Gegeven opdracht »
Herschrijf in de tekst over de veiligheidszone de alinea die begint met ‘Op de gronden ter plaatse van’ in één kortere zin. Behoud de belangrijkste feiten.

37.10 Veiligheidszone – bevi

 

37.10.1 Bouwregels

Op de gronden ter plaatse van de aanduiding ‘veiligheidszone - bevi’ is geen nieuw-bouw van (beperkt) kwetsbare objecten, zoals bedoeld in het Besluit externe veiligheid inrichtingen, toegestaan.

 

37.10.2 Afwijken van de bouwregels

Het bevoegd gezag kan een omgevingsvergunning verlenen voor het afwijken van het bepaald in lid 37.10.1, waarbij moet worden voldaan aan de volgende voorwaarden:

  1. De omgevingsvergunning is niet strijdig met de belangen van de betreffende Bevi-inrichting, de veiligheid van personen en goederen is afgewogen en het groepsrisico is verantwoord.

Aangeleverde gegevens »
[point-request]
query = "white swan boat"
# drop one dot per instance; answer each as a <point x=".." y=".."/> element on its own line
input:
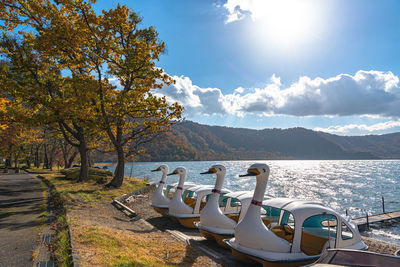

Resultaat »
Binnen de aanduiding ‘veiligheidszone - bevi’ mogen geen nieuwe (beperkt) kwetsbare objecten in de zin van het Besluit externe veiligheid inrichtingen worden gebouwd.